Records from a collection:
+-------+

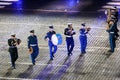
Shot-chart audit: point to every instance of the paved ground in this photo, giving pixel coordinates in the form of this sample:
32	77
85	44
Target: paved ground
93	66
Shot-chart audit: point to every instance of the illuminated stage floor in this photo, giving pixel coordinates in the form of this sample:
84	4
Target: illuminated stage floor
93	66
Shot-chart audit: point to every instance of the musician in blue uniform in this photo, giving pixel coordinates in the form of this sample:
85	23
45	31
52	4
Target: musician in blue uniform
33	46
69	32
12	42
112	37
50	44
83	39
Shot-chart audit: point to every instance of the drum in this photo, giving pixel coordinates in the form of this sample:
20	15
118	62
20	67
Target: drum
18	41
30	50
56	39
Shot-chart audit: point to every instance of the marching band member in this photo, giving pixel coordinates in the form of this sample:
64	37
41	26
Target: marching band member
33	46
13	42
83	38
69	32
50	44
112	36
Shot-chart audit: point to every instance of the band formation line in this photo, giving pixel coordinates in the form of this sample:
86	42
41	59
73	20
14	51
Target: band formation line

+-------+

Return each line from the material above exactly, but not the pictures.

Shot-chart audit: point to every instance of the paved ground in this photo, giving pixel coordinates in the form of this sample:
32	77
85	44
Target: paved ground
93	66
Shot-chart audit: point to every instance of the illuminated stage floor in this photo, giving pixel coordinates in the form of this sample:
84	4
Target: illuminated stage floor
93	66
Shot-chart audit: point to every instance of the musician in blue uniform in this photo, giving pixel coordinates in the form of this sample:
85	23
45	31
52	4
Target: musician in blue uniform
33	46
69	32
12	42
112	37
50	44
83	39
Shot-chart audit: point to every instance of the drum in this photo, giving pixel coordinates in the form of this sample:
20	15
118	62
20	67
Target: drum
18	41
30	50
56	39
Shot-chart audit: point to every instance of the marching band member in this photo, giving pixel coordinates in the form of this sample:
64	37
41	26
Target: marching band member
33	46
13	42
83	38
69	32
50	44
112	36
Shot-chart audit: point to every instance of the band formation line in this photo, giving pixel coordinates in the form of this sample:
86	42
41	59
73	20
14	51
Target: band formation line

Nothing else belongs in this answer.